## [Objective]
Turn the rows from the first line up to and including the line with "[138,270,154,302]" into a Markdown table with the columns No. and Line, skipping blank lines.

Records
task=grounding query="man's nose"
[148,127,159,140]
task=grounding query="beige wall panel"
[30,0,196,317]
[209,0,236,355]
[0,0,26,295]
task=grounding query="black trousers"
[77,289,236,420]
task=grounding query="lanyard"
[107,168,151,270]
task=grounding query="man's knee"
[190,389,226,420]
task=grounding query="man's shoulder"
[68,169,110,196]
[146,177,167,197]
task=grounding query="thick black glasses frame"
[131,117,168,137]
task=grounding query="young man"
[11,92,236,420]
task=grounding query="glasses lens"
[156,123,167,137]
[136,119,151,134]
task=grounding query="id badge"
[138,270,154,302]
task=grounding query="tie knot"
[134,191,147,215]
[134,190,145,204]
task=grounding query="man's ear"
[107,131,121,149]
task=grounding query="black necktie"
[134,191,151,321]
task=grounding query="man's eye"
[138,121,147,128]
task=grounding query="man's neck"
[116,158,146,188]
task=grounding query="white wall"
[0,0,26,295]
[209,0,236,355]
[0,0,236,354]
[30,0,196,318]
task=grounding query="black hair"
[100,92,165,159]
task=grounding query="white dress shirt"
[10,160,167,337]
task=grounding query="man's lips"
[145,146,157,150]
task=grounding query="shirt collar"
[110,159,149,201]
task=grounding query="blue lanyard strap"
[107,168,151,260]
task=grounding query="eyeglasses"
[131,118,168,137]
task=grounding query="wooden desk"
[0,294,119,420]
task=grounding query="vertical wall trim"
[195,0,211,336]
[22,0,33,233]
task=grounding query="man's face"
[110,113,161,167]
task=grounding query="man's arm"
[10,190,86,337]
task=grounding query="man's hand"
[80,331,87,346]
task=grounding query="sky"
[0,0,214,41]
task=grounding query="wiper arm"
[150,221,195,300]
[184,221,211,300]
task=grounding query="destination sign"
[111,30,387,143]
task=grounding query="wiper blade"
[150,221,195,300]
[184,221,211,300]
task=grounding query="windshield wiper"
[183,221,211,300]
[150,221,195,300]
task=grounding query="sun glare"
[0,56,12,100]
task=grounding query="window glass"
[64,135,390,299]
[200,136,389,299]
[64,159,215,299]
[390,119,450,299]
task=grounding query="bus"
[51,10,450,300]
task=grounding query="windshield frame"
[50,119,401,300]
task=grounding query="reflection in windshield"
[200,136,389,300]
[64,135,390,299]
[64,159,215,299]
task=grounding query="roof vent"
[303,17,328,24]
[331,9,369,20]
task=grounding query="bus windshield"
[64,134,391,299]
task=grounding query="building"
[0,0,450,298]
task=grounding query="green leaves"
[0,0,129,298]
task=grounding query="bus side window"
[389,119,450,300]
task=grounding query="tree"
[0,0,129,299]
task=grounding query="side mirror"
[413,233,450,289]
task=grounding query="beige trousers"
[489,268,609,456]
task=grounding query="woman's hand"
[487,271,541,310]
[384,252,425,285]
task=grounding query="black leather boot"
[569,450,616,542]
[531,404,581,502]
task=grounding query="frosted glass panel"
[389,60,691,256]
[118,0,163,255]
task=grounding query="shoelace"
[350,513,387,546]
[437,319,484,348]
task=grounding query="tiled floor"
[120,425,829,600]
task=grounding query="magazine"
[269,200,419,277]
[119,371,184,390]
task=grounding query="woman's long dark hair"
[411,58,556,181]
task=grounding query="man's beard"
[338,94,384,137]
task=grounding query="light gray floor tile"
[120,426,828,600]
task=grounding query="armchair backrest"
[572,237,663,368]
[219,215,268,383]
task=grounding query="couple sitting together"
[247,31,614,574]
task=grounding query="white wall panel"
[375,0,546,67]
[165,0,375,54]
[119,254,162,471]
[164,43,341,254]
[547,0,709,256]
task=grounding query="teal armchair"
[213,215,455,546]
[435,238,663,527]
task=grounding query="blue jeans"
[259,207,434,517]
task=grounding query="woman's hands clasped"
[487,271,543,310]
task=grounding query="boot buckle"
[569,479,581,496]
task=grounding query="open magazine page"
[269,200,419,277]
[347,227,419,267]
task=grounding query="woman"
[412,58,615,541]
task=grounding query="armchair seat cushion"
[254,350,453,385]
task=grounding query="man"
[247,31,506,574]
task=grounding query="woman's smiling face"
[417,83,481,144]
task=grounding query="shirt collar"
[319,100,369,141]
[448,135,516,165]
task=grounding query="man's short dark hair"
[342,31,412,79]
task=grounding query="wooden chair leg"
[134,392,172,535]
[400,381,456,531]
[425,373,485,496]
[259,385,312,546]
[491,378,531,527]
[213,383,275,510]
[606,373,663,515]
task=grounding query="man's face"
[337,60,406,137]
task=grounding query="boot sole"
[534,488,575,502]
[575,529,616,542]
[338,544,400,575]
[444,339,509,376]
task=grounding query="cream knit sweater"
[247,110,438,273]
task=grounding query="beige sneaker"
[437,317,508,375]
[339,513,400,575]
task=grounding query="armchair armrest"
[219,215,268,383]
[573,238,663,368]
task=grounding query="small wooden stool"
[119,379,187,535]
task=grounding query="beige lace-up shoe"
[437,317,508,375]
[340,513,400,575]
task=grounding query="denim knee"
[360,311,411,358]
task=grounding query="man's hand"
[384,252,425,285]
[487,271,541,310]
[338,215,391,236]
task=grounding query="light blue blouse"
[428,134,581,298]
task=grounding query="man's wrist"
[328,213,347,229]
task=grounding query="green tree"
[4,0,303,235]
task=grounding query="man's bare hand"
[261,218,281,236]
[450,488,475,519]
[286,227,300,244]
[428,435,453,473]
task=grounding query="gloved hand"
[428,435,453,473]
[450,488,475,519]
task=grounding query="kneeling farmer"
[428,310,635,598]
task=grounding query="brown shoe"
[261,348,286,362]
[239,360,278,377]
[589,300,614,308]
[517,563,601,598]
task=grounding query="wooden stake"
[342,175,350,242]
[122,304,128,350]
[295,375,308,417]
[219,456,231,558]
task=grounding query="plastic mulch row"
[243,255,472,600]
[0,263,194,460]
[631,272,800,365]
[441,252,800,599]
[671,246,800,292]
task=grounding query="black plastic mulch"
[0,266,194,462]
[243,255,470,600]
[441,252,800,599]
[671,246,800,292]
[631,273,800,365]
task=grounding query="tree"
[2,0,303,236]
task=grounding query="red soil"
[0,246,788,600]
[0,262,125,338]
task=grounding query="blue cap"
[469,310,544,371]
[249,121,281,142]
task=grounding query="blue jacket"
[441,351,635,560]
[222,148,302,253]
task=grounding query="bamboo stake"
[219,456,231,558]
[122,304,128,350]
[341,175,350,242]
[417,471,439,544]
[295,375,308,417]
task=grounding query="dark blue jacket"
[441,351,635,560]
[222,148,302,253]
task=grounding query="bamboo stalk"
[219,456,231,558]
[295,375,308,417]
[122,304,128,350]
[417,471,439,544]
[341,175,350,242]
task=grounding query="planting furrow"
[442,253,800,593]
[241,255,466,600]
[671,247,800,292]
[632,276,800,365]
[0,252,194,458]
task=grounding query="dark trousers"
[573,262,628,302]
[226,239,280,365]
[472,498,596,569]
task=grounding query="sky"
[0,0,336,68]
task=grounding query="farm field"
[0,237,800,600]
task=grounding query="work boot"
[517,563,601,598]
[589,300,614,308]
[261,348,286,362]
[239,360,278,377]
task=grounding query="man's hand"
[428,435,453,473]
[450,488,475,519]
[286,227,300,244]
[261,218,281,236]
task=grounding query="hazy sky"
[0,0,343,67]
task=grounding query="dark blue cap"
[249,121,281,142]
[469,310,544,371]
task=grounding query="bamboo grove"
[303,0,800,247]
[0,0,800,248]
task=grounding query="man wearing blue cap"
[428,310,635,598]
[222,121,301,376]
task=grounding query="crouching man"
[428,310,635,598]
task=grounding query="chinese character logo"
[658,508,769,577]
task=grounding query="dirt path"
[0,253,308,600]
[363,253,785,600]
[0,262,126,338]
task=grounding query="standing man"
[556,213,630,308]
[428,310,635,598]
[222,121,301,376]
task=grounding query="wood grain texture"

## [Written answer]
| No. | Line |
|---|---|
| 1 | task=grounding query="man's nose" |
| 2 | [148,127,159,140] |
| 3 | task=grounding query="beige wall panel" |
| 4 | [30,0,196,317] |
| 5 | [209,0,236,355] |
| 6 | [0,0,26,295] |
| 7 | task=grounding query="black trousers" |
| 8 | [77,289,236,420] |
| 9 | task=grounding query="lanyard" |
| 10 | [107,168,151,270] |
| 11 | task=grounding query="man's knee" |
| 12 | [190,389,226,420] |
| 13 | task=grounding query="man's shoulder" |
| 14 | [68,169,110,196] |
| 15 | [146,177,167,197] |
| 16 | task=grounding query="thick black glasses frame" |
| 17 | [131,117,168,137] |
| 18 | task=grounding query="young man" |
| 19 | [11,92,236,420] |
| 20 | task=grounding query="glasses lens" |
| 21 | [156,123,167,137] |
| 22 | [136,119,151,134] |
| 23 | task=grounding query="id badge" |
| 24 | [138,270,154,302] |